▸ Enunciado: Formatee todas las líneas de las entradas siguientes como una tabla Markdown con dos columnas: «Fila», con el número correlativo, y «Línea», con el texto correspondiente. Omita las líneas en blanco.

▸ Entradas:
--------------------

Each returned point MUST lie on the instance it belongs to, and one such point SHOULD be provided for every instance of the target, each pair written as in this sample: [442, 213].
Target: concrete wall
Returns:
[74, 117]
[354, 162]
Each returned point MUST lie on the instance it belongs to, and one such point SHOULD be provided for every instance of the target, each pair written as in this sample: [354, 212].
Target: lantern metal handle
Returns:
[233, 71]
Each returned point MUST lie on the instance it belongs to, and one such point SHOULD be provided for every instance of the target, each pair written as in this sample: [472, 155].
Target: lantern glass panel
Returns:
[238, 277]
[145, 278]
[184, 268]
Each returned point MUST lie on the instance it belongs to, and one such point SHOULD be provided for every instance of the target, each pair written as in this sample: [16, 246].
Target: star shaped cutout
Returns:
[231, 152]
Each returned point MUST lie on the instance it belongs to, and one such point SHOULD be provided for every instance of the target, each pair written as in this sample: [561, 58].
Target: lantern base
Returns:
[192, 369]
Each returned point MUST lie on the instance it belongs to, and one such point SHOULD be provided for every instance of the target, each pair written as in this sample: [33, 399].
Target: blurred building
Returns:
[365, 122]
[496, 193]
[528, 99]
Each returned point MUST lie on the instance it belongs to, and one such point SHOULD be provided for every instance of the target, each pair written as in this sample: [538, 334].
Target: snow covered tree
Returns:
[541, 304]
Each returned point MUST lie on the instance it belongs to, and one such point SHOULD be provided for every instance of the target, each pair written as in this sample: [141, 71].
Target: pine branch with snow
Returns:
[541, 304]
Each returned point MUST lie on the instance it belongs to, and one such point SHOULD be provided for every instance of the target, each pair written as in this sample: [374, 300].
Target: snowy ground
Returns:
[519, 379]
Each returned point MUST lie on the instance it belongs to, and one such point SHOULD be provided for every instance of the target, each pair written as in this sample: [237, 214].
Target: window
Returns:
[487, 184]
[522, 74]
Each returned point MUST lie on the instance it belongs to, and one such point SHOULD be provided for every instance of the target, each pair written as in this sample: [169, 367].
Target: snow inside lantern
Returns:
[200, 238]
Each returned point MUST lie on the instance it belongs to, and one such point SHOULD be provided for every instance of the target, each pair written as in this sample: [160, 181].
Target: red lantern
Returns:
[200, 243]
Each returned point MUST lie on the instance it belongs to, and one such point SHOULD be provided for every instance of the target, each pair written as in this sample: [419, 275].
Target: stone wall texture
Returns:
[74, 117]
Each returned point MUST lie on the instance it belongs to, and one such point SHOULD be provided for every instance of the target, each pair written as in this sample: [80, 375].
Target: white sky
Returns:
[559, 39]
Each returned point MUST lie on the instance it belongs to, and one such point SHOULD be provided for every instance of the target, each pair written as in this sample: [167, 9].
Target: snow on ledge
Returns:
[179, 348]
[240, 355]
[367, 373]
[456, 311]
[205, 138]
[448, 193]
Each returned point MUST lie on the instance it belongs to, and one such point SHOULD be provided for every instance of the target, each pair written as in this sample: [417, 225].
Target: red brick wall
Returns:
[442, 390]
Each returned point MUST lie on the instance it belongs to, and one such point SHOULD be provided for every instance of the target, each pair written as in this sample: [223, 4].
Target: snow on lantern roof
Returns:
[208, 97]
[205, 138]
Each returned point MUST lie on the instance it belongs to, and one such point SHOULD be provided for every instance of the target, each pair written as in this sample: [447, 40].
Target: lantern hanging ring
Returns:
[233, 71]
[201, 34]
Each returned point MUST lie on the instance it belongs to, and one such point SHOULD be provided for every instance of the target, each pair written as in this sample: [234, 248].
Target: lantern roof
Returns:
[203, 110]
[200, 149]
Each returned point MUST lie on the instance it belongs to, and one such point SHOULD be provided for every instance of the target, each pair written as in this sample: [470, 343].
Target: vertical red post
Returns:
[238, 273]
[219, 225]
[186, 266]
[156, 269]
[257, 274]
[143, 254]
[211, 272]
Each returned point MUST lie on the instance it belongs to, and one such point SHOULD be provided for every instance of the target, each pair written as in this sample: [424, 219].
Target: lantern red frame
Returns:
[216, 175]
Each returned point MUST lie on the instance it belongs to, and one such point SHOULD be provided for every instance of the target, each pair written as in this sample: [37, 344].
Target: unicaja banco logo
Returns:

--------------------

▸ Resultado:
| Fila | Línea |
|---|---|
| 1 | Each returned point MUST lie on the instance it belongs to, and one such point SHOULD be provided for every instance of the target, each pair written as in this sample: [442, 213]. |
| 2 | Target: concrete wall |
| 3 | Returns: |
| 4 | [74, 117] |
| 5 | [354, 162] |
| 6 | Each returned point MUST lie on the instance it belongs to, and one such point SHOULD be provided for every instance of the target, each pair written as in this sample: [354, 212]. |
| 7 | Target: lantern metal handle |
| 8 | Returns: |
| 9 | [233, 71] |
| 10 | Each returned point MUST lie on the instance it belongs to, and one such point SHOULD be provided for every instance of the target, each pair written as in this sample: [472, 155]. |
| 11 | Target: lantern glass panel |
| 12 | Returns: |
| 13 | [238, 277] |
| 14 | [145, 278] |
| 15 | [184, 268] |
| 16 | Each returned point MUST lie on the instance it belongs to, and one such point SHOULD be provided for every instance of the target, each pair written as in this sample: [16, 246]. |
| 17 | Target: star shaped cutout |
| 18 | Returns: |
| 19 | [231, 152] |
| 20 | Each returned point MUST lie on the instance it belongs to, and one such point SHOULD be provided for every instance of the target, each pair written as in this sample: [561, 58]. |
| 21 | Target: lantern base |
| 22 | Returns: |
| 23 | [192, 369] |
| 24 | Each returned point MUST lie on the instance it belongs to, and one such point SHOULD be provided for every instance of the target, each pair written as in this sample: [33, 399]. |
| 25 | Target: blurred building |
| 26 | Returns: |
| 27 | [365, 122] |
| 28 | [496, 193] |
| 29 | [528, 99] |
| 30 | Each returned point MUST lie on the instance it belongs to, and one such point SHOULD be provided for every instance of the target, each pair written as in this sample: [538, 334]. |
| 31 | Target: snow covered tree |
| 32 | Returns: |
| 33 | [541, 304] |
| 34 | Each returned point MUST lie on the instance it belongs to, and one such point SHOULD be provided for every instance of the target, each pair written as in this sample: [141, 71]. |
| 35 | Target: pine branch with snow |
| 36 | Returns: |
| 37 | [541, 304] |
| 38 | Each returned point MUST lie on the instance it belongs to, and one such point SHOULD be provided for every instance of the target, each pair written as in this sample: [374, 300]. |
| 39 | Target: snowy ground |
| 40 | Returns: |
| 41 | [519, 379] |
| 42 | Each returned point MUST lie on the instance it belongs to, and one such point SHOULD be provided for every instance of the target, each pair written as in this sample: [237, 214]. |
| 43 | Target: window |
| 44 | Returns: |
| 45 | [487, 184] |
| 46 | [522, 74] |
| 47 | Each returned point MUST lie on the instance it belongs to, and one such point SHOULD be provided for every instance of the target, each pair written as in this sample: [169, 367]. |
| 48 | Target: snow inside lantern |
| 49 | Returns: |
| 50 | [200, 238] |
| 51 | Each returned point MUST lie on the instance it belongs to, and one such point SHOULD be provided for every instance of the target, each pair written as in this sample: [160, 181]. |
| 52 | Target: red lantern |
| 53 | Returns: |
| 54 | [200, 243] |
| 55 | Each returned point MUST lie on the instance it belongs to, and one such point SHOULD be provided for every instance of the target, each pair written as in this sample: [419, 275]. |
| 56 | Target: stone wall texture |
| 57 | Returns: |
| 58 | [74, 117] |
| 59 | Each returned point MUST lie on the instance it belongs to, and one such point SHOULD be provided for every instance of the target, each pair written as in this sample: [80, 375]. |
| 60 | Target: white sky |
| 61 | Returns: |
| 62 | [559, 39] |
| 63 | Each returned point MUST lie on the instance it belongs to, and one such point SHOULD be provided for every instance of the target, each pair written as in this sample: [167, 9]. |
| 64 | Target: snow on ledge |
| 65 | Returns: |
| 66 | [179, 348] |
| 67 | [240, 355] |
| 68 | [367, 373] |
| 69 | [456, 311] |
| 70 | [205, 138] |
| 71 | [448, 193] |
| 72 | Each returned point MUST lie on the instance it belongs to, and one such point SHOULD be provided for every instance of the target, each pair written as in this sample: [417, 225]. |
| 73 | Target: red brick wall |
| 74 | Returns: |
| 75 | [442, 390] |
| 76 | Each returned point MUST lie on the instance it belongs to, and one such point SHOULD be provided for every instance of the target, each pair written as in this sample: [223, 4]. |
| 77 | Target: snow on lantern roof |
| 78 | Returns: |
| 79 | [208, 97] |
| 80 | [205, 138] |
| 81 | Each returned point MUST lie on the instance it belongs to, and one such point SHOULD be provided for every instance of the target, each pair written as in this sample: [447, 40]. |
| 82 | Target: lantern hanging ring |
| 83 | Returns: |
| 84 | [233, 71] |
| 85 | [201, 34] |
| 86 | Each returned point MUST lie on the instance it belongs to, and one such point SHOULD be provided for every instance of the target, each pair written as in this sample: [234, 248]. |
| 87 | Target: lantern roof |
| 88 | Returns: |
| 89 | [203, 110] |
| 90 | [200, 149] |
| 91 | Each returned point MUST lie on the instance it belongs to, and one such point SHOULD be provided for every instance of the target, each pair written as in this sample: [470, 343]. |
| 92 | Target: vertical red post |
| 93 | Returns: |
| 94 | [238, 273] |
| 95 | [219, 225] |
| 96 | [186, 266] |
| 97 | [156, 269] |
| 98 | [257, 274] |
| 99 | [143, 254] |
| 100 | [211, 272] |
| 101 | Each returned point MUST lie on the instance it belongs to, and one such point SHOULD be provided for every instance of the target, each pair written as in this sample: [424, 219]. |
| 102 | Target: lantern red frame |
| 103 | Returns: |
| 104 | [216, 175] |
| 105 | Each returned point MUST lie on the instance it belongs to, and one such point SHOULD be provided for every instance of the target, each pair written as in this sample: [37, 344]. |
| 106 | Target: unicaja banco logo |
| 107 | Returns: |